* **Extract provided**
################
While I think the analogy of poker to investing is interesting, there are important differences between the two that renders the analogy inappropriate. The first difference is that when playing poker, the competition is only the players at your table. The level of competition is of an entirely different variety in the world of investing. To help understand the difference the following analogy from my 2011 book "The Quest for Alpha" is offered. (Note, at the time I wrote the book, Federer was the clear number one player in the world. His stats have since changed. Today, Nadal and Djokovic are battling for that spot.)

The quest for alpha is a game played on a different field

Roger Federer is the greatest tennis player of his era and perhaps the greatest ever. No one would consider it luck he won a record 17 Grand Slam singles titles. But what is important to understand is Federer's competition is other individual players. In terms of individual skills, Andy Roddick has a better serve, Andy Murray has a better backhand, Fernando Gonzalez has a better forehand, Rafael Nadal has a better baseline game and is considered a superior player on clay, Radek Stepanek has a better net game and David Ferrer is faster. Yet, Federer is the best player.

The world of investing presents a different situation. The difference is why we don't see persistence of outperformance of investment managers. To understand the difference, we need to understand how securities markets set prices.

Dr. Mark Rubinstein, Professor of Applied Investment Analysis at the Haas School of Business at the University of California at Berkeley, provided the following insight:

Each investor, using the market to serve his or her own self-interest, unwittingly makes prices reflect that investor's information and analysis. It is as if the market were a huge, relatively low-cost, continuous polling mechanism that records the updated votes of millions of investors in continuously changing current prices. In light of this mechanism, for a single investor (in the absence of inside information) to believe that prices are significantly in error is almost always folly. Public information should already be embedded in prices.

Rubinstein is making the point that the competition for an investment manager is not other individual investment managers, but is instead the collective wisdom of the market -- Adam Smith's famous "invisible hand." As author Ron Ross points out in "The Unbeatable Market": "The quest for market-beating strategy boils down to an information-processing contest. The entity you are competing against is the entire market and the accumulated information discovered by all the participants and reflected in prices."
################
* **Stored rows**

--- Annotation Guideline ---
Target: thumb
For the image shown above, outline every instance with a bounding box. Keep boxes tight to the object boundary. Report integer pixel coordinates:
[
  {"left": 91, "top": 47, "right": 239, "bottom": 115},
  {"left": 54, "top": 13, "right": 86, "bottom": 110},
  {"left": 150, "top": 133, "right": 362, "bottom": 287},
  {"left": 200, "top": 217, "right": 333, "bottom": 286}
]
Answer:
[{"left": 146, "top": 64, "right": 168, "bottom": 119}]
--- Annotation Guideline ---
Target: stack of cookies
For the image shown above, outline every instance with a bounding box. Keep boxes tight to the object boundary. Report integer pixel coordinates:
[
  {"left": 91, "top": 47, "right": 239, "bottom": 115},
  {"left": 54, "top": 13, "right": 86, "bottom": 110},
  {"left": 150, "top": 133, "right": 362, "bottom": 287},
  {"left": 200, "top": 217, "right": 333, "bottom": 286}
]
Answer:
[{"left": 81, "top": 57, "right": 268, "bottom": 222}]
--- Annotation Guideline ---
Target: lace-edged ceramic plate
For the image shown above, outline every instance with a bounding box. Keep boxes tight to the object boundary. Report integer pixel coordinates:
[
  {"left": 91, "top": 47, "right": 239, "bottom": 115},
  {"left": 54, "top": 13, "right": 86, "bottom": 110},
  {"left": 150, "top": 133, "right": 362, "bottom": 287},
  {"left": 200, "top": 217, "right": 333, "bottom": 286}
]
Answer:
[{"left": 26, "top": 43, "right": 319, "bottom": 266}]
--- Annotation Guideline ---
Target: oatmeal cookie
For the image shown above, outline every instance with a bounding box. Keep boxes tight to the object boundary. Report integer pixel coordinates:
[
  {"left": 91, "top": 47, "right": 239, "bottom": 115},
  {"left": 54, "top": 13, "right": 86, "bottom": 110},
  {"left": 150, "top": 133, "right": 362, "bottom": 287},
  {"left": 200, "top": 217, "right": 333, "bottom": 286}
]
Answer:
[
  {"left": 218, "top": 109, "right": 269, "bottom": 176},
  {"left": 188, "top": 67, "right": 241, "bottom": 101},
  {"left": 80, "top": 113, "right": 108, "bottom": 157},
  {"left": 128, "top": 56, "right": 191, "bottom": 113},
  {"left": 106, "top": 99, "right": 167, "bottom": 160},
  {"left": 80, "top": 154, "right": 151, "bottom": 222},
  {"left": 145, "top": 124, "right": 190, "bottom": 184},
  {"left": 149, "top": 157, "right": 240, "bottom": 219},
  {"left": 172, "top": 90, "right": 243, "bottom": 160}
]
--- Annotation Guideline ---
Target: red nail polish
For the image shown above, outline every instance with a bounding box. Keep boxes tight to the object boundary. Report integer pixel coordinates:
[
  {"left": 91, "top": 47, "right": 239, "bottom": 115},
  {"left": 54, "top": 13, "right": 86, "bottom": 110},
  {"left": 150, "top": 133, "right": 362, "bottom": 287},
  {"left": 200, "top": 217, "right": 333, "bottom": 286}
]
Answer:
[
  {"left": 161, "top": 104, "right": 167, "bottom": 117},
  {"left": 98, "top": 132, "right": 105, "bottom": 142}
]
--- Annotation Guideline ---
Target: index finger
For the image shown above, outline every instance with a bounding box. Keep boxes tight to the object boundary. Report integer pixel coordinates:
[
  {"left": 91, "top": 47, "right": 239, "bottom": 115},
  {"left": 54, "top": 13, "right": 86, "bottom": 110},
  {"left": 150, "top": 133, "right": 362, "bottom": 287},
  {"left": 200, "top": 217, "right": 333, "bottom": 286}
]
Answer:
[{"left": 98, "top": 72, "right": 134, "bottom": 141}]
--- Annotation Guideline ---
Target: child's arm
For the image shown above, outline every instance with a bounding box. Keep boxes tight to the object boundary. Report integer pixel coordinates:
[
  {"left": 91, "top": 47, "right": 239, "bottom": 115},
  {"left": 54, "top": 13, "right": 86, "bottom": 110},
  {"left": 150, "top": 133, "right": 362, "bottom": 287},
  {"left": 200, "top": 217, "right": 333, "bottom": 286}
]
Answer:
################
* **What this exercise asks**
1: Extract each line of the records containing the string "Target", treating uppercase and lowercase as distinct.
2: Write the next part of the investing passage, beginning right after its final sentence.
The records bear no relation to the investing passage.

* **Outputs**
1:
Target: thumb
Target: stack of cookies
Target: lace-edged ceramic plate
Target: oatmeal cookie
Target: red nail polish
Target: index finger
Target: child's arm

2:
Here is another way to think about the quest for superior investment performance: "The potential for self-cancellation shows why the game of investing is so different from, for example, chess, in which even a seemingly small advantage can lead to consistent victories. Investors implicitly lump the market with other arenas of competition in their experience." Rex Sinquefield, former co-chairman of DFA, put it this way: "Just because there are some investors smarter than others, that advantage will not show up. The market is too vast and too informationally efficient."

Let the greats play the game

While the competition for Roger Federer is other individual players (just as it is at the poker table), the competition for investment managers is the entire market. It would be as if each time Federer stepped on the court he faced an opponent with Andy Roddick's serve, Andy Murray's backhand, Rafael Nadal's baseline game, and so on. If that had been the case, Federer would not have produced the same results.

It is important to understand that the results of any game are more dependent on the skill level of the competition than on the skill of the individual competing. In the world of investing, the competition is indeed tough. With as much as 80 to 90 percent of the trading done by institutional investors, it is difficult to think of a large enough group of victims to exploit in order to generate alpha, especially after considering the costs of the efforts -- bringing us to the next important point (which presents another difference between investing and poker).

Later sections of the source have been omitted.